Document excerpt —
▼

September 27, 2018
Professor Honored with
Lifetime Achievement Award
Chris Nollette, Ed.D., professor, Emergency Medical Service at Moreno Valley College's Ben Clark Training Center, received the Lifetime Achievement Award during the National Association of EMS Educators Annual Symposium and Trade Show in Washington, DC, on September 4. Since its conception there have been just nine Lifetime Achievement awards presented.
Nollette, center (black shirt), sits
with RCCD educators
Nollette's career in emergency medical services has spanned 37 years. He is a nationally registered EMT, intermediate and paramedic; he has served as an Advanced Life Support paramedic in a city of over two million citizens and he has served in a variety of leadership positions as vice president of EMS state groups in Texas and as president of the National Association of EMS Educators on three occasions over the last two decades.
In addition, he has served on numerous boards such as the American Heart Association Scientific Sub-Committee on Education, the Committee for the Accreditation of EMS Professionals, and the National Association of EMS Educators. Nollette holds a doctorate in Education with a minor in Adult Education from the University of Houston. He has been a program director for over 25 years of his professional life and has started five nationally degreed and accredited programs from inception.
Nollette is known for his passionate teaching style as well as commitment to lifelong learning, teaching and mentoring as a means of creating and nurturing a passion for EMS. He says he tries to bring vision, commitment, integrity, innovation, servant leadership and a desire to leave a legacy for our profession that will shape the future.
"I am honored and humbled to be recognized on a national level for my contributions to EMS/fire and adult education," Nollette said. "There have only been nine recipients of the Lifetime Achievement Award, and while I believe that there are other men and women who are more deserving, I am proud to accept this on behalf of all those who have and continue to make a difference in the teaching of emergency medicine.
"There is a Greek proverb that states, 'a society grows great when old men plant trees whose shade they know they will never sit in.' I am lucky to be able to use medicine and education to plant the next generation of public safety professionals who will make a difference in lives for several generations to come."

▲

Extracted data —
▼

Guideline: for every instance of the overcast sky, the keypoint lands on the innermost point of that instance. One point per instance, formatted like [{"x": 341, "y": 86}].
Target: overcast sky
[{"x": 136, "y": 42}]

▲
▼

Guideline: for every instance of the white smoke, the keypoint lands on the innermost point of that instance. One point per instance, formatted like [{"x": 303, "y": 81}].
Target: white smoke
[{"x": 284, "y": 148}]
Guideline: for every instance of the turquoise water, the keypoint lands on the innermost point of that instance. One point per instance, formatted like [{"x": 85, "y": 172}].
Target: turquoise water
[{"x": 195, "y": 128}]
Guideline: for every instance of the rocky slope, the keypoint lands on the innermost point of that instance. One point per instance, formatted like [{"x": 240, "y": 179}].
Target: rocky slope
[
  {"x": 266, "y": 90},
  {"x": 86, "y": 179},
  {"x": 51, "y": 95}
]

▲
▼

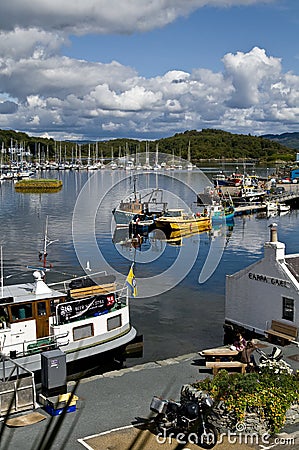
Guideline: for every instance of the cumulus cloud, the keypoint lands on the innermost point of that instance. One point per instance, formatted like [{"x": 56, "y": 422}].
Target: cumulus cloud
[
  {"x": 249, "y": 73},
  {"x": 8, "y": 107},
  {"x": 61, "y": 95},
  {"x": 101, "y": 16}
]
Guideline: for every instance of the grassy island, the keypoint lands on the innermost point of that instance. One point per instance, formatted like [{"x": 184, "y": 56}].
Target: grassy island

▲

Problems to work on —
a. Can you transcribe the Nollette article from "In addition, he" up to and including "programs from inception."?
b. According to the Nollette article, from which university does Nollette hold his doctorate in Education?
c. Does each statement agree with the Nollette article? Answer yes or no for each and quote the deciding words.
(i) Nollette received the award in Washington, DC, on September 4.
(ii) Nollette has served as president of the National Association of EMS Educators twice.
(iii) Nollette has started five nationally degreed and accredited programs.

Answers to the tasks —
a.
In addition, he has served on numerous boards such as the American Heart Association Scientific Sub-Committee on Education, the Committee for the Accreditation of EMS Professionals, and the National Association of EMS Educators. Nollette holds a doctorate in Education with a minor in Adult Education from the University of Houston. He has been a program director for over 25 years of his professional life and has started five nationally degreed and accredited programs from inception.

b. The University of Houston.

c.
(i) Yes: "in Washington, DC, on September 4"
(ii) No: "on three occasions over the last two decades"
(iii) Yes: "has started five nationally degreed and accredited programs from inception"